**THE TASK:** Rewrite every one of the items below, replacing "setting one point" with "placing one point" and leaving all else unchanged. Leave the pictures out of your answer.

**DATA ROWS:**
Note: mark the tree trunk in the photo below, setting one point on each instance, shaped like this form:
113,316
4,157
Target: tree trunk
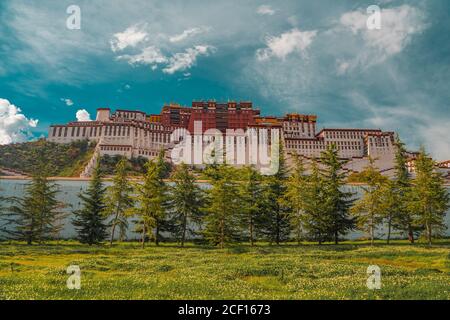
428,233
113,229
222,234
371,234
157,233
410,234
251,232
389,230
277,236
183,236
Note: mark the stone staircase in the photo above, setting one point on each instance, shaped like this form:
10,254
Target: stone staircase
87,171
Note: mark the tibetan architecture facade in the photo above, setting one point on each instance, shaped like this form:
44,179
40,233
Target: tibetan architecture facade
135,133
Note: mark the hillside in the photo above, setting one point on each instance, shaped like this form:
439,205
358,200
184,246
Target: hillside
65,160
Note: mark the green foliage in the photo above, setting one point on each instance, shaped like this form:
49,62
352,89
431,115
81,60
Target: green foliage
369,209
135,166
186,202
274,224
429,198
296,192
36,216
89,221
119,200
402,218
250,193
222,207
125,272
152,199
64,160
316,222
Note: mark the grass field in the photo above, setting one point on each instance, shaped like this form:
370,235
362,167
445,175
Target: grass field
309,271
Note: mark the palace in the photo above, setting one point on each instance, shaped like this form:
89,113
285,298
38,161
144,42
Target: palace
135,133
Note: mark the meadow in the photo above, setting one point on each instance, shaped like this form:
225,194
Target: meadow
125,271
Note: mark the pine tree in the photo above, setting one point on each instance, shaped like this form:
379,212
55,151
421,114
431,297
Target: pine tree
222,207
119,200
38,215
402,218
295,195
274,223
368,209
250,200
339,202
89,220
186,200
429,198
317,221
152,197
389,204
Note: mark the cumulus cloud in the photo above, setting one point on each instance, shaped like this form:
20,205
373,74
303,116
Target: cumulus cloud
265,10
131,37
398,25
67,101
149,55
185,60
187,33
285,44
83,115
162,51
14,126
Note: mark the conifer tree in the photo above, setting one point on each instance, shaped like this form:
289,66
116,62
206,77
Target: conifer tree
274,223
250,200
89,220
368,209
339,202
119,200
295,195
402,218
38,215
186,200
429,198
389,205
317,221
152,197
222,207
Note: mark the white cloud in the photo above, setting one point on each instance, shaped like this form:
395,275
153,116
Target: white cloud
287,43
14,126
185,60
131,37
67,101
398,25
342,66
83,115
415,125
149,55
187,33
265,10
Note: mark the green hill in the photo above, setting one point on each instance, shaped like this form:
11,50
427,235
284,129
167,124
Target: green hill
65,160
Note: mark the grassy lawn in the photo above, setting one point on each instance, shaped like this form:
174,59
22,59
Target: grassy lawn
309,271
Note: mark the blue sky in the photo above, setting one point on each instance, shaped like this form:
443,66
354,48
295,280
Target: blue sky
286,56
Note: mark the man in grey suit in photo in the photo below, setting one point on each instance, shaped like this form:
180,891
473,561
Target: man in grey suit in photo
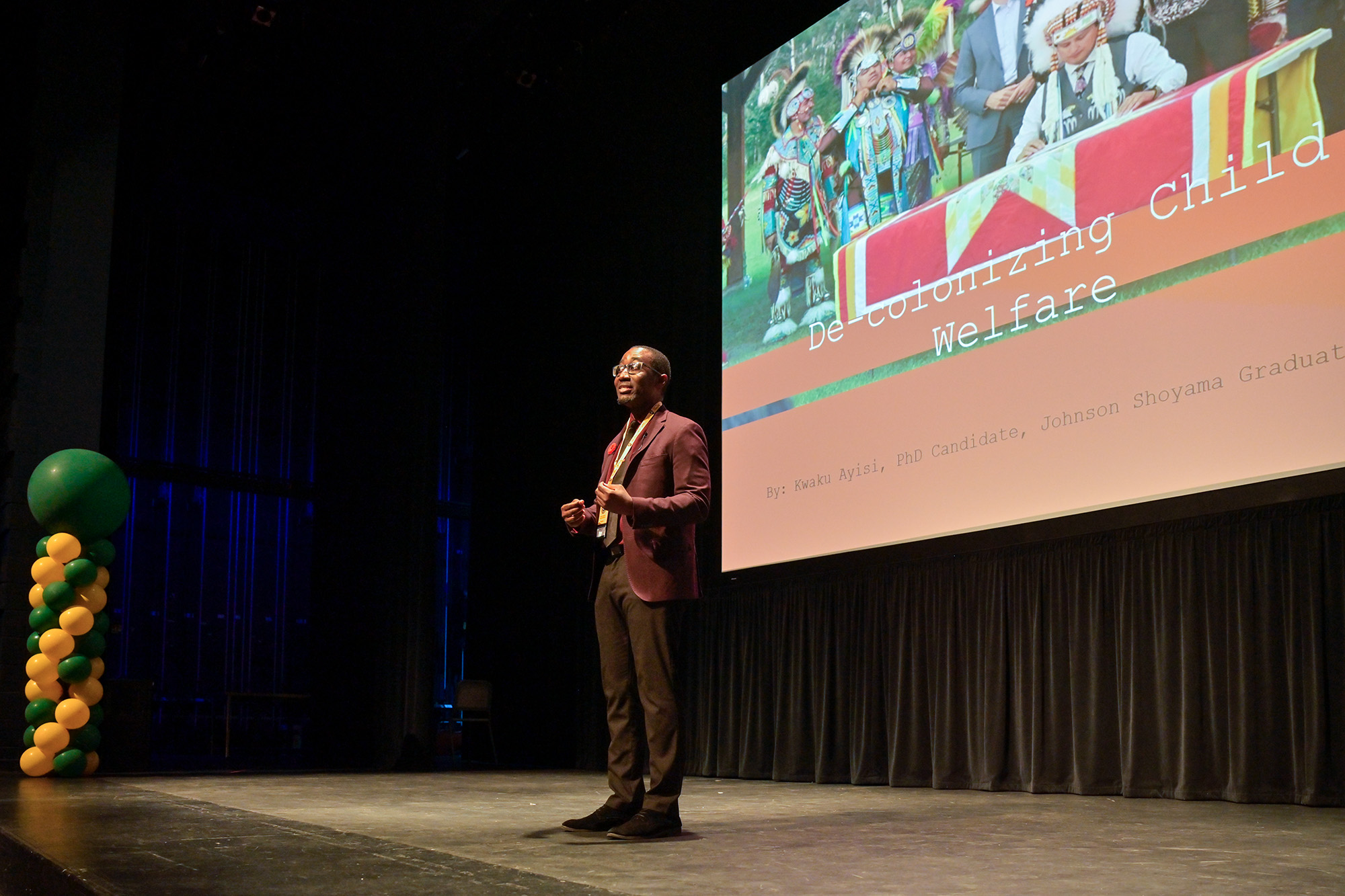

**ANSWER FOR THIS EXERCISE:**
Note: mark the tree trunk in the photo below, placing one point on each instance, shaped like this form:
113,316
4,157
Target: tree trunk
428,233
113,229
222,234
371,234
157,233
410,234
251,232
389,230
277,236
183,236
Note: mark the stone staircase in the photo above, placing one point on each instance, shaped like this form:
10,254
Target: stone staircase
87,171
Note: mark the tibetan architecture facade in the photo above, placing one point on each instance, shaped like this form:
44,179
40,233
Target: tibetan architecture facade
135,133
Note: mark the hillside in the photo above, placing one point on each instance, shaped like this form:
439,205
358,200
184,246
Target: hillside
65,160
Note: mark the green foliage in the photo above, placing one point on each instance, shaped like this form:
49,62
352,89
431,115
81,60
Target: green foliage
369,209
135,166
186,202
274,224
429,198
296,192
36,216
89,221
119,200
402,218
250,193
222,207
125,272
152,199
64,160
316,222
Note: mark the grass field in the photo above, placing one point on each instance, shaped like this form:
370,235
362,167
445,175
Target: grass field
309,271
Note: mark the palace in the photo above, placing one point on each instance, shaped like this form:
89,113
285,298
38,161
144,42
Target: palace
135,133
Note: mark the meadow in the photo above, placing one point on each instance, shaped like this form:
225,194
Target: meadow
125,271
Note: mark the pine tree in the photo above, placing one point on each instance, shaped like this form:
379,212
55,151
421,114
431,297
Target: pine tree
222,207
119,200
38,215
402,218
295,195
274,223
368,209
250,200
339,202
89,220
186,200
429,198
317,221
152,197
389,204
Note: mark the cumulus cloud in the photo above, placing one point on each instance, shaped like this form:
20,205
373,74
303,116
Target: cumulus cloud
265,10
131,37
398,25
67,101
149,55
185,60
187,33
285,44
83,115
162,51
14,126
Note: mark the conifer tree in the photo above, placing one point on each instance, shaped like this form:
289,66
116,62
206,77
Target: conifer tree
274,223
250,200
89,220
368,209
339,202
119,200
295,195
402,218
38,215
186,200
429,198
389,205
317,221
152,197
222,207
Note: mark the white cloud in the photo above, placing one point on each instance, shaped like this form:
395,275
153,116
Target: white cloud
287,43
14,126
185,60
131,37
67,101
398,25
342,66
83,115
415,125
149,55
187,33
265,10
Note: mark the green hill in the photo above, placing one point on each instance, shaped like this form:
11,50
427,235
284,129
167,124
Target: green hill
65,160
Note: mark the grassy lawn in the photo above, placing one point on each instance, shaped like this form:
174,59
22,59
Target: grassy lawn
309,271
Note: mark the blue sky in the photo above, placing one point on each instance, shaped like this form:
443,66
354,48
295,280
Target: blue sky
286,56
Note: mark the man in grey suit in photo in the photo below, placing one point on each instance, shaped like this form:
180,891
473,561
Target: man in grey suit in photo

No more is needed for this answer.